• [Texto fornecido]
Além do exposto acima, é possível verificar novamente uma violação ao princípio do contraditório já que a defesa não teria tido a oportunidade de se manifestar sobre, nem de produzir provas sobre o fato novo trazido pelo julgador durante a sentença.
Outro ponto crucial, para notarmos a incompatibilidade, é que no sistema acusatório é vedada atuação de ofício pelo magistrado, o que deixa ainda mais evidente a incongruência do referido artigo, visto que “dá legitimidade” para que esse tenha essa prerrogativa, atuando assim, como acusador e julgador, na sentença. Da mesma forma se posiciona Aury Lopes Jr:
Igualmente grave – e nula a sentença – é a previsão feita na última parte do art. 385 do CPP: poderá o juiz reconhecer agravantes, embora nenhuma tenha sido alegada na acusação. Aqui, sequer invocação existe. Menos ainda exercício integral da pretensão acusatória para legitimar a punição. Pior ainda, está o juiz, literalmente, acusando de ofício para poder, ele mesmo, condenar. (LOPES JR., 2024, p. 1098)

[Entradas de anotação de coordenadas]
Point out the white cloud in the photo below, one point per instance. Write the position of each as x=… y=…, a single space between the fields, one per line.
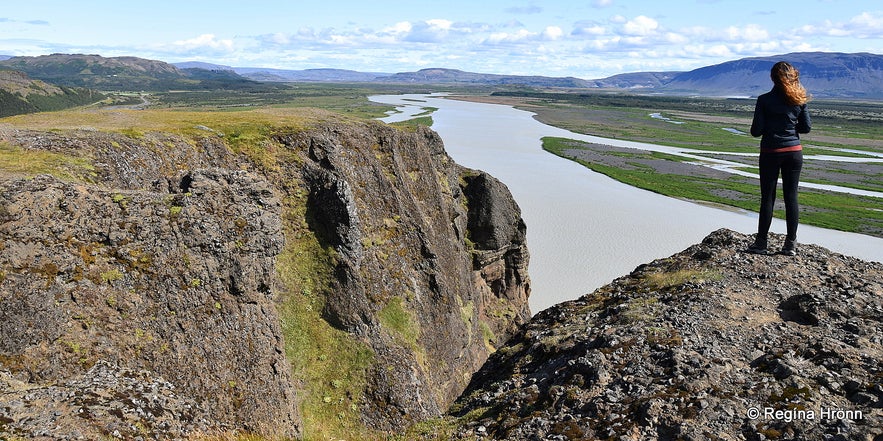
x=640 y=25
x=204 y=41
x=552 y=33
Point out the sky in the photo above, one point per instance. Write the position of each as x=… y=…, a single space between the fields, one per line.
x=586 y=39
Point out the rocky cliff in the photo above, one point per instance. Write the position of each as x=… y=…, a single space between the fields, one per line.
x=298 y=277
x=709 y=344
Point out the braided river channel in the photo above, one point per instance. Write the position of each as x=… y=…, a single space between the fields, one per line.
x=585 y=229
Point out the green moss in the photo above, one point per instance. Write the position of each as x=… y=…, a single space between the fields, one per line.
x=330 y=363
x=668 y=279
x=401 y=322
x=111 y=275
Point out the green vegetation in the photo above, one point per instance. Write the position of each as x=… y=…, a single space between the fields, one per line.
x=29 y=163
x=401 y=322
x=837 y=211
x=330 y=363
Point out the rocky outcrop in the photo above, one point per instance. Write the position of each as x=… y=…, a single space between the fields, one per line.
x=177 y=284
x=711 y=343
x=166 y=286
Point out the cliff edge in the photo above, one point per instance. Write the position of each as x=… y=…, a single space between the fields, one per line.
x=165 y=275
x=709 y=344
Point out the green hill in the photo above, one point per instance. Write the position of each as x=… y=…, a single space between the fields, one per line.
x=122 y=73
x=20 y=94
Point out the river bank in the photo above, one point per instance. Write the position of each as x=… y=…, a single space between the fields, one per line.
x=584 y=229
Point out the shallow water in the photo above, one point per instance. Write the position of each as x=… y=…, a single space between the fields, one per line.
x=585 y=229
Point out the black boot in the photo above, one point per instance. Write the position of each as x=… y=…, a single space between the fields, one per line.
x=759 y=246
x=789 y=248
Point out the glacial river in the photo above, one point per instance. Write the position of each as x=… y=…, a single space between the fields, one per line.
x=585 y=229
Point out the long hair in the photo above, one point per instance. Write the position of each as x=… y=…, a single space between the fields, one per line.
x=787 y=78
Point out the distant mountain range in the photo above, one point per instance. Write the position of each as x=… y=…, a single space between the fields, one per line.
x=825 y=74
x=121 y=73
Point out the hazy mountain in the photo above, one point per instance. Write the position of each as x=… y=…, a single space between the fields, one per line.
x=636 y=80
x=308 y=75
x=21 y=94
x=120 y=73
x=201 y=65
x=454 y=76
x=824 y=74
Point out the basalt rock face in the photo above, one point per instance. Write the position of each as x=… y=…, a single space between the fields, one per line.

• [Partes do exercício]
1. De acordo com o texto fornecido, por que o referido artigo seria incongruente com o sistema acusatório? Responda em uma a três frases.
2. Reproduza o trecho do texto fornecido começando em "Além do exposto" e seguindo até "durante a sentença.".

• [Resultados em ordem]
1. No sistema acusatório, o magistrado não pode atuar de ofício. O artigo, porém, dá ao juiz essa prerrogativa, de modo que ele atua como acusador e julgador na sentença.

2.
Além do exposto acima, é possível verificar novamente uma violação ao princípio do contraditório já que a defesa não teria tido a oportunidade de se manifestar sobre, nem de produzir provas sobre o fato novo trazido pelo julgador durante a sentença.